- Work instructions
1 > In the thread on hydrogen orbitals, what equation does Hurkyl offer as an example of a symmetric problem?
2 > Move the records from the line containing "light, placing a dot on each." through the end of the records, adding 92 to every coordinate.

- Reading text
Why are Hydrogen Orbitals Asymmetrical Despite a Spherically Symmetric Problem?

[LeonhardEuler]

I was thinking back to my QM class last semester. My teacher derived what the orbitals of the hydrogen atom should look like. I just realized something a little strange about the result that it did not occur to me at the time to ask: How is it that orbitals resulted from a spherically symetric problem which were not themselves sherically symetric? Unfortunately I can not find the whole derivation, but from what I remember, lobes appeared that were either aligned with, or perpendicular to, the polar axis that was used for spherical coordinates. Since the choice of this axis was arbitrary, how did it end up affecting the result? Or maybe it didn't and I'm missing something, or remembering something incorrectly?

 

[Hurkyl]

Consider solutions to the equation x + y = 5.

This equation is symmetric in interchanging x and y.
What can you say about the solutions?

 

[LeonhardEuler]

That for any solution (a,b), there is a solution (b,a). But in the case of the hydrogen atom, you would expect that symetry would imply that the value of $\Psi$ would be the same at all points at the same distance, which isn't the case. I'm sorry, I don't see the connection yet.

 

[ZapperZ]

I was thinking back to my QM class last semester. My teacher derived what the orbitals of the hydrogen atom should look like. I just realized something a little strange about the result that it did not occur to me at the time to ask: How is it that orbitals resulted from a spherically symetric problem which were not themselves sherically symetric?

But is this really that strange? Consider the classical central force problem. You can have, as one solution, an elliptical orbit with the source of the central force at one of the focus of the ellipse. This is not symmetric about that central force.

Zz.

 

[LeonhardEuler]

True, but that is only for asymetric initial conditions. Is this also the case with the orbitals: that initial conditions determine the position of the lobes?

 

[ZapperZ]

True, but that is only for asymetric initial conditions. Is this also the case with the orbitals: that initial conditions determine the position of the lobes?

Er..no. It's a POSSIBLE SOLUTION. It means that just because the problem is symmetric, it doesn't mean ALL possible "stationary" solutions have to be.

Zz.

 

[LeonhardEuler]

Then is it the case that there are actually infinitely many possible solutions with the lobes pointing in every possible direction?

 

[ZapperZ]

Then is it the case that there are actually infinitely many possible solutions with the lobes pointing in every possible direction?

Why not? Let the principle quantum number be n=100. How many l,m solutions can support that in the orbital part of the wavefuntion?

Zz.

 

[LeonhardEuler]

A lot, although I forget how to calculate exactly how many. But suppose n=3. You would still not expect the choice of the polar axis to influence the solution for any particular value of n because it is just a mathematical abstraction chosen arbitrarily. Are there possible solutions for n=3 with the lobes pointing in any direction? (The reason I am restricting it to n=3 is because from what I remember, an increase in n means an increase in energy, so an n=100 orbital could not be the same as an n=3 orbital, and you would expect that for every energy, the solutions should be symetric. Am I remembering that correctly? Because if I'm not then I see how my question is answered.)

 

[reilly]

Here the invariance of the potential, and thus of the Hamiltonian under rotations comes from the spherical symmetry of the potential and the KE. So angular momentum is conserved (true with spin, but let's save that for later) In fact, in spherical coordinates, the KE (Laplacian) has a term proportional to L**2, where l is orbital angular momentum. See any book on basic QM and or classical mechanics for the details.

Records from a collection
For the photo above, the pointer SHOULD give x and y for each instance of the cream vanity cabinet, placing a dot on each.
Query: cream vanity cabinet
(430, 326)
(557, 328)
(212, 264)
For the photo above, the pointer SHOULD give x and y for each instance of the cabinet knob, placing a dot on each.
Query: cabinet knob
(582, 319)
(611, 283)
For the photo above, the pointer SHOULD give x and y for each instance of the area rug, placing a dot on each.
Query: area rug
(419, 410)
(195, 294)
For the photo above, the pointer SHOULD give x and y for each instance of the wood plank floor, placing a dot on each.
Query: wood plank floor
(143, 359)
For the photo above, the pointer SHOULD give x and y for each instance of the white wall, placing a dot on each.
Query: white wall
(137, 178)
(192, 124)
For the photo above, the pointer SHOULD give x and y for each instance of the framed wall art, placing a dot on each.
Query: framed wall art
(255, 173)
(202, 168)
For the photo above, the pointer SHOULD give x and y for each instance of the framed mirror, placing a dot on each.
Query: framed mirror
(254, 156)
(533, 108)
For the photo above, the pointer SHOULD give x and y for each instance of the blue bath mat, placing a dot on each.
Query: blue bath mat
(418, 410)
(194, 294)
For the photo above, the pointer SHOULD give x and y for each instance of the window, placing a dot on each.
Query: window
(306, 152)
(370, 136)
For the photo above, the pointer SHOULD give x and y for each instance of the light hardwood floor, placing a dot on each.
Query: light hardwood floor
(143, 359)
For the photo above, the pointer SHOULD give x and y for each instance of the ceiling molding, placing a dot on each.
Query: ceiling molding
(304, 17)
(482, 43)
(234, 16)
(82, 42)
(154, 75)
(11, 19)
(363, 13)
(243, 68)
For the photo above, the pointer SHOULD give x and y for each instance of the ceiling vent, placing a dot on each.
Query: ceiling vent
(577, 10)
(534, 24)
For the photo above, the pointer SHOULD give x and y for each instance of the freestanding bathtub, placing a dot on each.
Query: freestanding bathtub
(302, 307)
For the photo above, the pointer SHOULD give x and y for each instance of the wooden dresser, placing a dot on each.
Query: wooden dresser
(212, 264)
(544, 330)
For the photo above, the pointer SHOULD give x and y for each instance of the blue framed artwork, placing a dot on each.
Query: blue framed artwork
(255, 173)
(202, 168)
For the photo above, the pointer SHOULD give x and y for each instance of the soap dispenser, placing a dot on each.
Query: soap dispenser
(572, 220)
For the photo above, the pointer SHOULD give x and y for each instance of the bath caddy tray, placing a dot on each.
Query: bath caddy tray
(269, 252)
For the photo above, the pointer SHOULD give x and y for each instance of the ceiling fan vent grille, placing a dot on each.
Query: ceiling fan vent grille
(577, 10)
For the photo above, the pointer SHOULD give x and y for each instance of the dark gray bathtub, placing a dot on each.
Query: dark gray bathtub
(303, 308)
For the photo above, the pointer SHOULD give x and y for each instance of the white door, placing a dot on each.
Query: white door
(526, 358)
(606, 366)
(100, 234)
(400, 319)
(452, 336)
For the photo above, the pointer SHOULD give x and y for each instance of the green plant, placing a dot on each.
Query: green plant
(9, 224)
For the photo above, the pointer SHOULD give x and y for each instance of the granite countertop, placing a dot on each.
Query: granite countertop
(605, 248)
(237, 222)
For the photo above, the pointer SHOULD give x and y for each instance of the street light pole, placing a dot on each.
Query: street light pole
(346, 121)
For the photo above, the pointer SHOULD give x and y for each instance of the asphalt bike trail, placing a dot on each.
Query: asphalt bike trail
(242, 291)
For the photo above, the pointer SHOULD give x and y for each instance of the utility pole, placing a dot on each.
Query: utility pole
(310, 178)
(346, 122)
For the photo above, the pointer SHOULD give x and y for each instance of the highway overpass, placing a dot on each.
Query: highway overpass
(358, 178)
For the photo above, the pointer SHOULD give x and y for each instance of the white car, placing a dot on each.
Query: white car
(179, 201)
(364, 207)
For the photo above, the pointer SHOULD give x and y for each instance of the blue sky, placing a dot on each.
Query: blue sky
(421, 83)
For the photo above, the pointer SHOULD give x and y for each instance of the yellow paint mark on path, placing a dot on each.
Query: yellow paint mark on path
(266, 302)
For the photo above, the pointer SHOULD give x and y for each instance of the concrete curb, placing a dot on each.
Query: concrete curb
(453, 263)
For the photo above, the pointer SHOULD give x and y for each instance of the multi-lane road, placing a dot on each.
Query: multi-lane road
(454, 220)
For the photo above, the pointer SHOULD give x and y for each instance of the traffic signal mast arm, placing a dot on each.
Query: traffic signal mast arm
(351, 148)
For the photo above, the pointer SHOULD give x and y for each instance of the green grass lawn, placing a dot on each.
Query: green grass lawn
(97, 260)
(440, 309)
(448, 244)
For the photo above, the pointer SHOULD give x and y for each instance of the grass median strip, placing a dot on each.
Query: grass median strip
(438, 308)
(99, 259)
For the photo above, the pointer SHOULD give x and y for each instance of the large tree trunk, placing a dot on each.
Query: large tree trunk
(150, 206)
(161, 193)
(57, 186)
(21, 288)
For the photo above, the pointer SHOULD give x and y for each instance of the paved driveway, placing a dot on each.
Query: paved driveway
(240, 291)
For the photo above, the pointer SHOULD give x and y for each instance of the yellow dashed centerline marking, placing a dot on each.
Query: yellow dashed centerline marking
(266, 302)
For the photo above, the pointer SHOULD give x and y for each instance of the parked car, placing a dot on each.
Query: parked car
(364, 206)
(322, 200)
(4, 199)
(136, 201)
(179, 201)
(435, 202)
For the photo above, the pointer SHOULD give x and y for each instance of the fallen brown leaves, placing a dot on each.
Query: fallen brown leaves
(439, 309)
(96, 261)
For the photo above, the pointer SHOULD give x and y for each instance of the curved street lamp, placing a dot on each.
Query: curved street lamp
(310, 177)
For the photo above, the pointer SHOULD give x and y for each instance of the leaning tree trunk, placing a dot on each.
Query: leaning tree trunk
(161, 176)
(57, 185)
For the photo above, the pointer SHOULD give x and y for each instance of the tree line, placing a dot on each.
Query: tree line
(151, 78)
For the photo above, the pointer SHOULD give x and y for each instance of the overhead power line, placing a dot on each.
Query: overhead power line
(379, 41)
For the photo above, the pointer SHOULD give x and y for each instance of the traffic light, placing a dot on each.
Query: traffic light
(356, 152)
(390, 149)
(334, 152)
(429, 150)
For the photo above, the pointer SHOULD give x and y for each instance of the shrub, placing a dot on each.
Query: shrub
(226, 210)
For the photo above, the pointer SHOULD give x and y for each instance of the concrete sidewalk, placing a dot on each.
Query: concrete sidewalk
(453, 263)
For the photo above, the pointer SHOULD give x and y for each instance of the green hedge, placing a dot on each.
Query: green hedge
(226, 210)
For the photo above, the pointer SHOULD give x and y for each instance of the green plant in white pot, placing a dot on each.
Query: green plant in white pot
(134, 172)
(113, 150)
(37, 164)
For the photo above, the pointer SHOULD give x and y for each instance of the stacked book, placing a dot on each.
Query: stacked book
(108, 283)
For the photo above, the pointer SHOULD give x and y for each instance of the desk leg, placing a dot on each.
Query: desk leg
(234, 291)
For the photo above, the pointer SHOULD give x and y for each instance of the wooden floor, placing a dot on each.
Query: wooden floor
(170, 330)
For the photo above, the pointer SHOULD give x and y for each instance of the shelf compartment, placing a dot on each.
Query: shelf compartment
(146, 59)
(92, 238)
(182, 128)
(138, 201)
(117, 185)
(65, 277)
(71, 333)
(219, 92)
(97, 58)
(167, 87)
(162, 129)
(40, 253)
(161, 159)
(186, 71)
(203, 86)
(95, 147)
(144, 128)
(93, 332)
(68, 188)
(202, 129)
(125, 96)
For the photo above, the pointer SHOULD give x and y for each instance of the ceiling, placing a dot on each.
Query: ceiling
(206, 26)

- Solutions to each task
1 > x + y = 5

2 >
For the photo above, the pointer SHOULD give x and y for each instance of the traffic light, placing a dot on each.
Query: traffic light
(448, 244)
(482, 241)
(426, 244)
(521, 242)
For the photo above, the pointer SHOULD give x and y for each instance of the shrub, placing a dot on each.
Query: shrub
(318, 302)
For the photo above, the pointer SHOULD give x and y for each instance of the concrete sidewalk, placing a dot on each.
Query: concrete sidewalk
(545, 355)
For the photo above, the pointer SHOULD give x and y for each instance of the green hedge, placing a dot on each.
Query: green hedge
(318, 302)
For the photo above, the pointer SHOULD give x and y for each instance of the green plant in white pot, placing a dot on each.
Query: green plant in white pot
(226, 264)
(205, 242)
(129, 256)
For the photo above, the pointer SHOULD give x and y for each instance of the stacked book, placing a dot on each.
Query: stacked book
(200, 375)
For the photo above, the pointer SHOULD give x and y for each instance of the desk leg, placing a dot on each.
Query: desk leg
(326, 383)
For the photo above, the pointer SHOULD give x and y for each instance of the wooden floor, placing a dot on each.
Query: wooden floor
(262, 422)
For the photo above, the pointer SHOULD give x and y for each instance of the shelf compartment, placing a dot on each.
Query: shelf compartment
(238, 151)
(184, 330)
(274, 220)
(230, 293)
(209, 277)
(157, 369)
(163, 425)
(311, 184)
(189, 150)
(259, 179)
(254, 221)
(132, 345)
(253, 251)
(278, 163)
(295, 178)
(187, 239)
(236, 220)
(185, 424)
(160, 280)
(294, 221)
(217, 188)
For the photo above, the pointer SHOULD give x and y for each instance of the ceiling, placing a dot on each.
Query: ceiling
(298, 118)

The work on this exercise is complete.